■ WHAT YOU SHOULD DO ■
Copy all of the material below line for line without changing anything, but leave out the pictures.

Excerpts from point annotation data
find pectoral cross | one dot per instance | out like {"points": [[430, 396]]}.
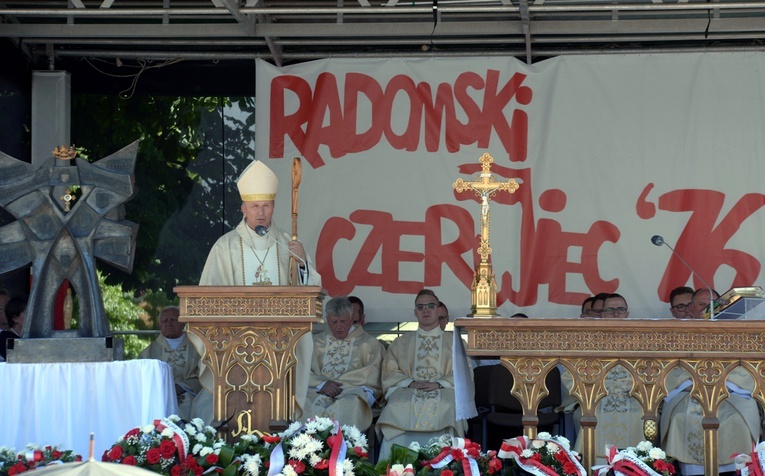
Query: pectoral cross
{"points": [[484, 288]]}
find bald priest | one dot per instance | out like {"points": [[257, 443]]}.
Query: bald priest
{"points": [[256, 252]]}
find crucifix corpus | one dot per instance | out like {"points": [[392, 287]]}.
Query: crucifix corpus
{"points": [[484, 288]]}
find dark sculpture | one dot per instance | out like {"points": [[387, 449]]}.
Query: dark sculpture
{"points": [[61, 236]]}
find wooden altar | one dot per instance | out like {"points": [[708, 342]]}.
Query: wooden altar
{"points": [[648, 349], [251, 337]]}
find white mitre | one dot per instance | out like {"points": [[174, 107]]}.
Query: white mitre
{"points": [[257, 183]]}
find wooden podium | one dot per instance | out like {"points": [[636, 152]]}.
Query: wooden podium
{"points": [[250, 337], [648, 349]]}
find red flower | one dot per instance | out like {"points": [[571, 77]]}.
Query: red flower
{"points": [[360, 452], [115, 453], [153, 455], [662, 466], [17, 468], [167, 449], [495, 464], [297, 465]]}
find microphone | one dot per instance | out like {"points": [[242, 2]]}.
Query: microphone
{"points": [[658, 241], [261, 230]]}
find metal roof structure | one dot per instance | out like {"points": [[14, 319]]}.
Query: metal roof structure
{"points": [[158, 32]]}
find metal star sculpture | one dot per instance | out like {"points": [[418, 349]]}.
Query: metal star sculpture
{"points": [[61, 238]]}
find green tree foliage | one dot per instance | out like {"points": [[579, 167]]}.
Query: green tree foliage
{"points": [[124, 314], [180, 176]]}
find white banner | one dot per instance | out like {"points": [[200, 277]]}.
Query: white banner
{"points": [[609, 151]]}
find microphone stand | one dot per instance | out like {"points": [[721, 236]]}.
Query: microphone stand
{"points": [[658, 241]]}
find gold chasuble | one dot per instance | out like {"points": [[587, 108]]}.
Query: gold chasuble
{"points": [[242, 258], [417, 415], [355, 362], [682, 436]]}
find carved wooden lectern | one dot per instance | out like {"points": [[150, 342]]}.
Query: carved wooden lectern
{"points": [[648, 349], [250, 337]]}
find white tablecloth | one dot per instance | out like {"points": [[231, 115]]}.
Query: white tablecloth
{"points": [[61, 404]]}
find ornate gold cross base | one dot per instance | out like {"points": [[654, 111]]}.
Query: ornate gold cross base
{"points": [[484, 291]]}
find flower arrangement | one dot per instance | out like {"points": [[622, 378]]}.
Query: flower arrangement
{"points": [[752, 464], [318, 447], [545, 455], [173, 447], [12, 463], [441, 456], [643, 459]]}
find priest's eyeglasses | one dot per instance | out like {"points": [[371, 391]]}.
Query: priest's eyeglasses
{"points": [[610, 311]]}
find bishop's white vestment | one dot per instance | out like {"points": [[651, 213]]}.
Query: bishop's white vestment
{"points": [[356, 362], [415, 415]]}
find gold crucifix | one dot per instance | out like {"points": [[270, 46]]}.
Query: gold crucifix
{"points": [[68, 197], [484, 288]]}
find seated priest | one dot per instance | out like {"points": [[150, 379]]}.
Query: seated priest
{"points": [[345, 370], [172, 346], [619, 414], [682, 436], [257, 252], [418, 382]]}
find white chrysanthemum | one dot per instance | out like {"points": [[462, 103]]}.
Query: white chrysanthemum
{"points": [[657, 453], [292, 429], [348, 467], [397, 469], [251, 464], [324, 423], [644, 446], [354, 436]]}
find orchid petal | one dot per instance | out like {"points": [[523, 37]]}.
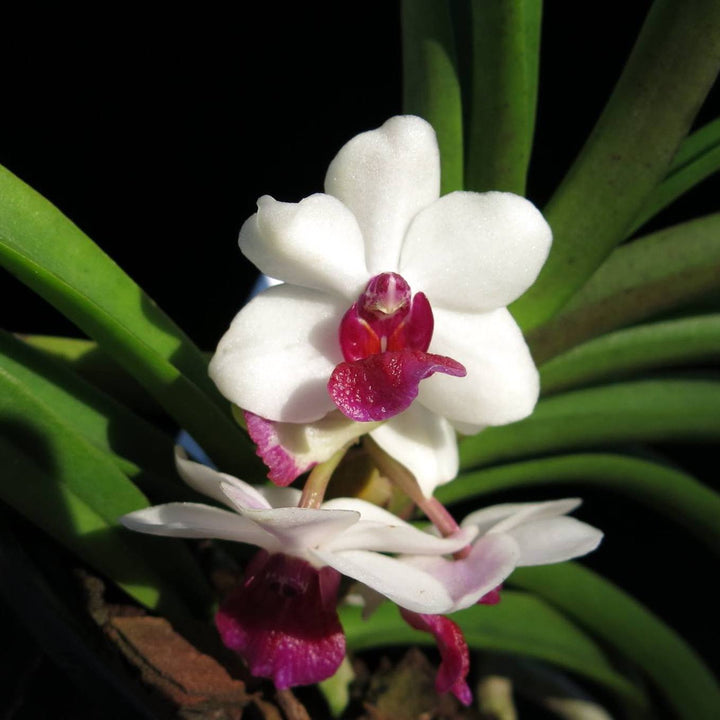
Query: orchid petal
{"points": [[502, 383], [506, 516], [383, 385], [490, 561], [475, 251], [554, 540], [315, 243], [407, 586], [207, 481], [386, 176], [290, 449], [192, 520], [382, 531], [299, 528], [278, 354], [424, 442]]}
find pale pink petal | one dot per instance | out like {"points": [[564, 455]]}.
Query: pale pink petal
{"points": [[297, 529], [554, 540], [290, 449], [490, 561], [386, 176], [277, 356], [408, 586], [475, 251], [506, 516], [207, 481], [315, 243], [424, 442], [191, 520], [454, 654], [502, 383], [383, 531]]}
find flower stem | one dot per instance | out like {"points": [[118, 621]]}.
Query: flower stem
{"points": [[317, 482], [405, 480]]}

■ THE ANSWER ■
find pectoral cross | one dot per instance | out like {"points": [[430, 396]]}.
Query: pectoral cross
{"points": [[484, 288]]}
find bald priest | one dot per instance | out like {"points": [[257, 443]]}.
Query: bald priest
{"points": [[256, 252]]}
find crucifix corpus | one dot per instance | out like {"points": [[392, 287]]}.
Query: crucifix corpus
{"points": [[484, 288]]}
find dark sculpture | one dot per instance | out like {"points": [[387, 449]]}.
Query: dark sculpture
{"points": [[61, 236]]}
find wooden altar | one dot per instance | out like {"points": [[708, 342]]}.
Query: wooden altar
{"points": [[648, 349], [251, 337]]}
find white mitre | one dot per instance | out like {"points": [[174, 107]]}.
Query: white mitre
{"points": [[257, 183]]}
find wooden podium | one dot per instance | out like {"points": [[636, 152]]}.
Query: wooden podium
{"points": [[250, 337], [648, 349]]}
find red flower | one dot per instance | out like {"points": [[571, 77]]}.
Query: red flower
{"points": [[360, 452], [115, 453], [153, 455], [662, 466], [17, 468], [167, 449], [495, 464], [297, 465]]}
find microphone | one dot per instance | out like {"points": [[242, 2]]}.
Query: microphone
{"points": [[658, 241], [261, 230]]}
find metal roof structure | one dot per instance | out like {"points": [[14, 319]]}.
Query: metal roof structure
{"points": [[158, 32]]}
find metal star sculpture | one dot per instance | out like {"points": [[418, 349]]}.
Query: metal star sculpture
{"points": [[61, 238]]}
find green tree foliage | one dot per instance | out like {"points": [[579, 167]]}.
Query: green tree foliage
{"points": [[124, 314], [180, 176]]}
find white banner | one dot per instance | out like {"points": [[200, 277]]}.
Query: white banner
{"points": [[609, 151]]}
find microphone stand | one dot per instance | out like {"points": [[721, 236]]}.
Query: microphone stand
{"points": [[658, 241]]}
find gold chasuble | one dot per instance | out like {"points": [[587, 108]]}.
Query: gold chasuble
{"points": [[242, 258], [417, 415], [355, 362], [682, 436]]}
find carved wooden lectern | one dot per instance | out like {"points": [[150, 342]]}.
Query: carved wooden lectern
{"points": [[648, 349], [250, 337]]}
find white tablecloth | one dot per instance | out like {"points": [[231, 115]]}.
Query: white tablecloth
{"points": [[61, 404]]}
find ornate gold cross base | one dot per instance | out like {"points": [[654, 111]]}.
Query: ornate gold cross base
{"points": [[484, 291]]}
find flower arrangement | one dot per instance | out like {"points": [[622, 378]]}.
Query: flower arrangement
{"points": [[752, 464], [318, 447], [545, 455], [173, 447], [12, 463], [441, 456], [643, 459]]}
find priest's eyeglasses | one dot per instance | out like {"points": [[371, 391]]}.
Query: priest's eyeglasses
{"points": [[610, 311]]}
find bishop's white vestment | one dot per instance | out like {"points": [[651, 213]]}.
Query: bishop's white vestment
{"points": [[356, 362], [415, 415]]}
find gold crucifix | one dot per instance | out like {"points": [[270, 46]]}.
Query: gold crucifix
{"points": [[68, 197], [484, 288]]}
find seated priest | one dot per instance | out like {"points": [[150, 379]]}.
Query: seated priest
{"points": [[345, 370], [172, 346], [619, 414], [682, 436], [257, 252], [418, 382]]}
find white chrysanthemum | one dot per instance | out like {"points": [[462, 103]]}.
Query: white chrysanthemum
{"points": [[657, 453], [292, 429], [348, 467], [397, 469], [251, 464], [324, 423], [644, 446], [354, 436]]}
find orchid petal | one dot per instance | out like {"points": [[523, 37]]}.
Query: orchid petal
{"points": [[502, 383], [506, 516], [383, 385], [490, 561], [475, 251], [554, 540], [315, 243], [407, 586], [207, 481], [386, 176], [290, 449], [192, 520], [382, 531], [299, 528], [278, 354], [424, 442]]}
find pale pink petal | one dot per instance | out like {"points": [[564, 455]]}.
Query: pale pink petal
{"points": [[297, 529], [554, 540], [290, 449], [490, 561], [386, 176], [277, 356], [408, 586], [475, 251], [506, 516], [207, 481], [315, 243], [424, 442], [191, 520], [454, 654], [502, 383], [383, 531]]}
find flower stem | one dot per instance | out like {"points": [[118, 621]]}.
Query: flower stem
{"points": [[317, 482], [405, 480]]}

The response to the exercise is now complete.